> [Exercise directions]: Should the word "pixels" occur in a line of the records, copy that line.

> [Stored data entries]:
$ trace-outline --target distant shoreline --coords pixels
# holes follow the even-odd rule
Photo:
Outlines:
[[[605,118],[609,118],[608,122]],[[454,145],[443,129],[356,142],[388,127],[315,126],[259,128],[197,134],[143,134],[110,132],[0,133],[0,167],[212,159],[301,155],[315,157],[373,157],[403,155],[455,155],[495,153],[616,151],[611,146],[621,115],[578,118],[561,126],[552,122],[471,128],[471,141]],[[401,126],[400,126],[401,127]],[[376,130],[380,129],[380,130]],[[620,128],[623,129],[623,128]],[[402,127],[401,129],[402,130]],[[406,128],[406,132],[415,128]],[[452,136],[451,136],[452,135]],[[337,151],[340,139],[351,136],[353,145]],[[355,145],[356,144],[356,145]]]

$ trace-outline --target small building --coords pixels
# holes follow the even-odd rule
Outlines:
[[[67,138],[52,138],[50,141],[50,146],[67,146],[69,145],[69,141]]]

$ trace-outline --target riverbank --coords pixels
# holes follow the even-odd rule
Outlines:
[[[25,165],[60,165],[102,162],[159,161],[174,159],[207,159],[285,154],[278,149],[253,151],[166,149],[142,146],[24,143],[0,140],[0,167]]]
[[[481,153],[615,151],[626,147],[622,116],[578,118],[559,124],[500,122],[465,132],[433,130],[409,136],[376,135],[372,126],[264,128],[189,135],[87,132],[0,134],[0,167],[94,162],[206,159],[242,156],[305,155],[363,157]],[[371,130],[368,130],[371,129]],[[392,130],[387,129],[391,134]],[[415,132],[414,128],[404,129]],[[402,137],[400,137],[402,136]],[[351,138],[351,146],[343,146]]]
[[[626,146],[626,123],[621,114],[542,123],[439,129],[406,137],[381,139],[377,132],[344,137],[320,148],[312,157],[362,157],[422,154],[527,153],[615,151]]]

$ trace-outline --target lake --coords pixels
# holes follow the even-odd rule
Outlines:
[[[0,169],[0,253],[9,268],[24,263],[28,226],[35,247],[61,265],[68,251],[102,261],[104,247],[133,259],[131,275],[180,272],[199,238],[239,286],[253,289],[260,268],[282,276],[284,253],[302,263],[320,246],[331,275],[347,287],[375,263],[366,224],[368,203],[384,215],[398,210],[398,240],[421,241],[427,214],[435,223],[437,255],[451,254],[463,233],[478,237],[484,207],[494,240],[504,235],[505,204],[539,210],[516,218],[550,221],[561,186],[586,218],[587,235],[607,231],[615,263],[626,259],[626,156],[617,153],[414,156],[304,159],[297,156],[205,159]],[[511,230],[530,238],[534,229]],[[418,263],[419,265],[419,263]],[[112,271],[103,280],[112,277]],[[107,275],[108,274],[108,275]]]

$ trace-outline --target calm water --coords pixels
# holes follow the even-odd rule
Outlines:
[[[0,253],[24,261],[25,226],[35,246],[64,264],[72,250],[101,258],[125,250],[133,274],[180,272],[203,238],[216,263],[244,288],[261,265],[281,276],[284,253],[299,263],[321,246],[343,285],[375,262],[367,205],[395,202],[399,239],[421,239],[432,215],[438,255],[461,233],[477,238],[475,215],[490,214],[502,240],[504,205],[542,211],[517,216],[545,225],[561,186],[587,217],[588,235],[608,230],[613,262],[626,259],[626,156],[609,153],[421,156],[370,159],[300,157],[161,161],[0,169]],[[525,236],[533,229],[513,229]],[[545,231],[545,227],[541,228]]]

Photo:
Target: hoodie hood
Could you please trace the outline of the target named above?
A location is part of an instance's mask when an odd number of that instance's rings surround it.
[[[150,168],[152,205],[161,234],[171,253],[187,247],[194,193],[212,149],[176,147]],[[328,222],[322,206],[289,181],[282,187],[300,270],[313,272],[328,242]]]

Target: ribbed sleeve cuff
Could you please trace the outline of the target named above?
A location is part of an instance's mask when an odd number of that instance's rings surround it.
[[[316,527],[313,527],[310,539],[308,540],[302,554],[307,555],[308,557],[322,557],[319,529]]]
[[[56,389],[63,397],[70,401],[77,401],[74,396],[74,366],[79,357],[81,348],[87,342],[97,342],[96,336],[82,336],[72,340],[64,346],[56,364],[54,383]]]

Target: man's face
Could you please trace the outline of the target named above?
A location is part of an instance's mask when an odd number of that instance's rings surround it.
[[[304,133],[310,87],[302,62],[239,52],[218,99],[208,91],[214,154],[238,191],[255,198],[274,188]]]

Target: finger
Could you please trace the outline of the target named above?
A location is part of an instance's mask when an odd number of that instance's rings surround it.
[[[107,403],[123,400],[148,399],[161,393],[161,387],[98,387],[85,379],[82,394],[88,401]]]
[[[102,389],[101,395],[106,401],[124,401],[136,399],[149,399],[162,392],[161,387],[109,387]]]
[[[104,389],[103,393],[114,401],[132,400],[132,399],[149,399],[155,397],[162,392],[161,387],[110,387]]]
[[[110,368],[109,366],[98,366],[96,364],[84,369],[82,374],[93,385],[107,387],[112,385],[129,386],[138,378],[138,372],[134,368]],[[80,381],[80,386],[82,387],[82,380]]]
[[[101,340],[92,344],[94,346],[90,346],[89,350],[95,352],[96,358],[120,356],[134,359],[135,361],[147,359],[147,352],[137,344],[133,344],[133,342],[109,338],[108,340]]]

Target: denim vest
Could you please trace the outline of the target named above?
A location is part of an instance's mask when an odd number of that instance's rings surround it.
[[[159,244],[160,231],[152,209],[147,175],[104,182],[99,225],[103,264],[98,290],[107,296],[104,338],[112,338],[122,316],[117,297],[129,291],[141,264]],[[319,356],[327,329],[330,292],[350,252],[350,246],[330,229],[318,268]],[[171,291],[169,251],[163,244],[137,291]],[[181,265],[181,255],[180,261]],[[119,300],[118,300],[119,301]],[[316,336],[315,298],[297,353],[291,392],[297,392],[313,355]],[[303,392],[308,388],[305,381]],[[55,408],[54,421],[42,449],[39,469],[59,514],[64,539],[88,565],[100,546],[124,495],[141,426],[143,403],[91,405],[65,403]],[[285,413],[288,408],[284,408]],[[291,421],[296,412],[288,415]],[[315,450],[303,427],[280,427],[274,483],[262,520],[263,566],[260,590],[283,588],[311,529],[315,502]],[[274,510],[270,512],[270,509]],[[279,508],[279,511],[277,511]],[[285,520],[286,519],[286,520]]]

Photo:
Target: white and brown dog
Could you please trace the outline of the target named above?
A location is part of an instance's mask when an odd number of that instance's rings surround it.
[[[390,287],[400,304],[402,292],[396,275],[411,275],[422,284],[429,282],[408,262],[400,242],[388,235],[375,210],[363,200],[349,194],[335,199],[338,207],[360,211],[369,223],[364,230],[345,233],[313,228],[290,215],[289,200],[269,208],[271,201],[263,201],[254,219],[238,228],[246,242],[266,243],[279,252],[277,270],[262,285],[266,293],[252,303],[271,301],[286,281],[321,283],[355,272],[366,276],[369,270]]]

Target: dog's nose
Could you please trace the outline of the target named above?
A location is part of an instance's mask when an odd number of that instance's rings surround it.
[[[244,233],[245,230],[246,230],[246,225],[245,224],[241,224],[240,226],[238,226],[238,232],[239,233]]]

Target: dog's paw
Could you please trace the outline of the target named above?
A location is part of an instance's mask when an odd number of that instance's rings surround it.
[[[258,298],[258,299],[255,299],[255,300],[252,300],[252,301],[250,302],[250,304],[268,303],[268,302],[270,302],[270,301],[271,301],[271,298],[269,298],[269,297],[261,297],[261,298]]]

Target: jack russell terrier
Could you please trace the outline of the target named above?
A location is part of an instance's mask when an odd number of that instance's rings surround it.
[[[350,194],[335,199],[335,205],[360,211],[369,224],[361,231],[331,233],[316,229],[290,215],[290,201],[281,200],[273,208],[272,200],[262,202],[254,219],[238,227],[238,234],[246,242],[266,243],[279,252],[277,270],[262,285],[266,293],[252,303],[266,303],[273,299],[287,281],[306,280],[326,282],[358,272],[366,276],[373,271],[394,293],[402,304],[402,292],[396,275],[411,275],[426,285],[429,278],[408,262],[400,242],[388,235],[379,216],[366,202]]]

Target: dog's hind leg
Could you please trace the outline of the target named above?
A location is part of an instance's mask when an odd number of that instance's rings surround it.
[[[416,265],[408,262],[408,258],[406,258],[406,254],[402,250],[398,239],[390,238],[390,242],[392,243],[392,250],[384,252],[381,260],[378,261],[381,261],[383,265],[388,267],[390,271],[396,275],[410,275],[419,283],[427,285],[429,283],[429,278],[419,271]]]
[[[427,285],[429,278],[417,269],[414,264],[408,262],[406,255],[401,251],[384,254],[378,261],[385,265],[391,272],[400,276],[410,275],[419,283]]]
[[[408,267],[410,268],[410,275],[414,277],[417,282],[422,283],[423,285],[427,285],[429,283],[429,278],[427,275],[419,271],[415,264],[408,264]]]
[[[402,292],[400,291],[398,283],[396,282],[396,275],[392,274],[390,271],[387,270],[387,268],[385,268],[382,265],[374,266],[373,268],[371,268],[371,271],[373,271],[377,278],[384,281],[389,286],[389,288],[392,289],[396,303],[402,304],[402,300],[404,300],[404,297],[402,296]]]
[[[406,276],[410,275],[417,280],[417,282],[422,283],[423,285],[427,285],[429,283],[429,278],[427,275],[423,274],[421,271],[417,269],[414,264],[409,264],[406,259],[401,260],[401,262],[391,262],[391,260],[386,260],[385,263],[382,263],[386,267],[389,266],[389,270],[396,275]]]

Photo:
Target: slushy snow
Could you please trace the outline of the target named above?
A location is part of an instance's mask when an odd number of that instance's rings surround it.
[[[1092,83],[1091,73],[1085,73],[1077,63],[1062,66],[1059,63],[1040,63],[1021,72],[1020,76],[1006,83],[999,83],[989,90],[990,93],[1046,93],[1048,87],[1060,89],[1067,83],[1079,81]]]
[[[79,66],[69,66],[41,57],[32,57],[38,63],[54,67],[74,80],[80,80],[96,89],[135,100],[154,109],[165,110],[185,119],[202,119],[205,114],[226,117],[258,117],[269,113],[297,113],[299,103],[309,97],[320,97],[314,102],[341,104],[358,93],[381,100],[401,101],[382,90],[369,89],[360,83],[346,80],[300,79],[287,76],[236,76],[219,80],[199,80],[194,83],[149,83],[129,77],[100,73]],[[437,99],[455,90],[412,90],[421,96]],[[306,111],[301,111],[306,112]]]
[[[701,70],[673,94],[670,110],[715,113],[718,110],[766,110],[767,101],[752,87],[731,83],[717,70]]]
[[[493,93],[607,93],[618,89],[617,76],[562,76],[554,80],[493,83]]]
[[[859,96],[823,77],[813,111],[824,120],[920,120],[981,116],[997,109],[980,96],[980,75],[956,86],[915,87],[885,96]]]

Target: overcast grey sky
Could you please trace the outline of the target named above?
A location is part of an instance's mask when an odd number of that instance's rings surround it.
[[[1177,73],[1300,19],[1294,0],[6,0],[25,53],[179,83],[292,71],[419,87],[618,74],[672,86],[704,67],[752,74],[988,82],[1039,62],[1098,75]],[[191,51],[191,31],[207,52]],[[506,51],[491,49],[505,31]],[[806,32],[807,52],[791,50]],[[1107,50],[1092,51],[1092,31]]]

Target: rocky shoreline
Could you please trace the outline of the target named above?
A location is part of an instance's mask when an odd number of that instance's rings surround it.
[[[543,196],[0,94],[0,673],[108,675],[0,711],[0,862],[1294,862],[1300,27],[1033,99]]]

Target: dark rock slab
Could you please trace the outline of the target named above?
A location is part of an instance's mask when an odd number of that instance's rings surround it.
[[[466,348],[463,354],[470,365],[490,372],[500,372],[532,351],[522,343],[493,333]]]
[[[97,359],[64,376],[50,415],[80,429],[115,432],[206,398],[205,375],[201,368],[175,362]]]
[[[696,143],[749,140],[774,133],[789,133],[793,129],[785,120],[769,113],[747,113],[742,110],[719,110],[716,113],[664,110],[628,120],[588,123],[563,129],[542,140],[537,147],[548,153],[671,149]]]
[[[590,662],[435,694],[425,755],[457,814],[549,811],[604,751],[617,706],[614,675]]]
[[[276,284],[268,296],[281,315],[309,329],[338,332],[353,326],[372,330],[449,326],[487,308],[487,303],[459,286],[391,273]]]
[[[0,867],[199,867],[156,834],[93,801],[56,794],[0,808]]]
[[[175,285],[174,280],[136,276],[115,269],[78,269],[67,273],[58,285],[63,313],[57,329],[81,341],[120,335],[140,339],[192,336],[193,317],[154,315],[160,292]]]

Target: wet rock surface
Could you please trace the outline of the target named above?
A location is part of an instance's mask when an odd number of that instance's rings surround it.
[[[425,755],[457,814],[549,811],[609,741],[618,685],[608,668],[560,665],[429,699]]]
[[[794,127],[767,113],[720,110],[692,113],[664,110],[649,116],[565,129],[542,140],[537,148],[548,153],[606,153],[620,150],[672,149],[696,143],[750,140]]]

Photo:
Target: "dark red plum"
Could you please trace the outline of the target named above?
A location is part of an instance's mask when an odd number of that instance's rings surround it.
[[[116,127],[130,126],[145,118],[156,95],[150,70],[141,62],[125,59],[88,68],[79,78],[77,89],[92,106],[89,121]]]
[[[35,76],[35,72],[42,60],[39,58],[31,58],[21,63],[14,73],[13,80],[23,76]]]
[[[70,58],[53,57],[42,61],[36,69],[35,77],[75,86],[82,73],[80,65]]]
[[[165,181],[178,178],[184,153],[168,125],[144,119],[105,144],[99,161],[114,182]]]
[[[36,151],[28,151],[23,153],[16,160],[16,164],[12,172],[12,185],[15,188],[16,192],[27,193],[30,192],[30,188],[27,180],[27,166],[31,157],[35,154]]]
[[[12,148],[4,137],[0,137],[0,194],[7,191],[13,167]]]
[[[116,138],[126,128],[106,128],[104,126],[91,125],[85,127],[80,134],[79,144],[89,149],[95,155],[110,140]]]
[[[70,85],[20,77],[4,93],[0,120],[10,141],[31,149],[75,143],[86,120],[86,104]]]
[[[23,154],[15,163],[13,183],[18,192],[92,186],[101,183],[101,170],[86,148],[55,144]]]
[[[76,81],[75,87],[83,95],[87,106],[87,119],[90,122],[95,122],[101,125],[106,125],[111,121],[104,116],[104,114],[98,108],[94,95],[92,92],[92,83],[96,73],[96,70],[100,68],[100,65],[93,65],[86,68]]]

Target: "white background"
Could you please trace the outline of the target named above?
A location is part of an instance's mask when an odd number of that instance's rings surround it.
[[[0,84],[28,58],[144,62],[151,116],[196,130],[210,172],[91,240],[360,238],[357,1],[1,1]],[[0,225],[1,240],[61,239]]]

> [Completed task]:
$ trace-outline --target distant shoreline --coords pixels
$ trace-outline --target small building --coords pixels
$ trace-outline --target riverbank --coords pixels
$ trace-outline --target lake --coords pixels
$ trace-outline --target calm water --coords pixels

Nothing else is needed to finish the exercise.